(Problem requirements): Rewrite every line of the items below, requests included, with each coordinate in the answers scaled by 2.5 and rounded to a whole number, halves up. Keep any numbers in the requests unchanged, and leave the pictures out.

(Exercise input):
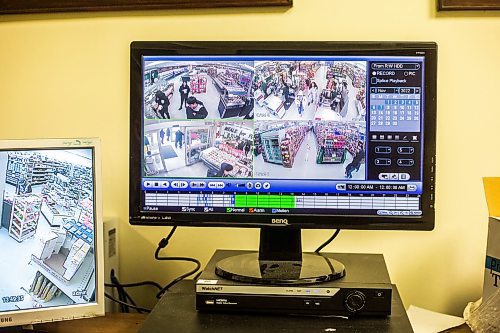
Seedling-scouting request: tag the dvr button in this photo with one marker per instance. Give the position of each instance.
(405, 162)
(382, 161)
(382, 150)
(406, 150)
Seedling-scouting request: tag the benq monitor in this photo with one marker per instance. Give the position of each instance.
(283, 136)
(50, 231)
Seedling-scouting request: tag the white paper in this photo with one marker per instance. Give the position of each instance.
(426, 321)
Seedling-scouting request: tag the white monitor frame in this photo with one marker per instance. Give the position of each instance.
(75, 311)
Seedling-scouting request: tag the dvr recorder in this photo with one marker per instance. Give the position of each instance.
(365, 290)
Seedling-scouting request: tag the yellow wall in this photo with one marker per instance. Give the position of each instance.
(66, 75)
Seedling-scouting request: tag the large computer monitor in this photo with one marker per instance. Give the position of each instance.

(Finished exercise):
Seedling-scouting request: tag the dvr button in this photo with one marker per instance. Give the position of each instance.
(1013, 405)
(955, 403)
(955, 375)
(1015, 375)
Seedling-scouting request: tag the benq monitor in this photo with one marker per instance. Give the position of each instance.
(708, 340)
(125, 578)
Seedling-scouting request: tag the white paper in this photo with one marker per instance. Give the position of each instance.
(1065, 803)
Seedling-scouting request: tag the white monitor frame in this photo with one marker per instance. Give the position of each instance.
(188, 778)
Seedling-scouting request: tag the dvr recorder in this photo with one marker per instance. Give the position of each instance.
(913, 725)
Seedling-scouting request: tag the yellow wall in this photo with one marker per instance. Give the position of each instance.
(165, 188)
Seedling-scouting request: tag the large computer monitor in this photo with one marker per instance. Give the position of each instance.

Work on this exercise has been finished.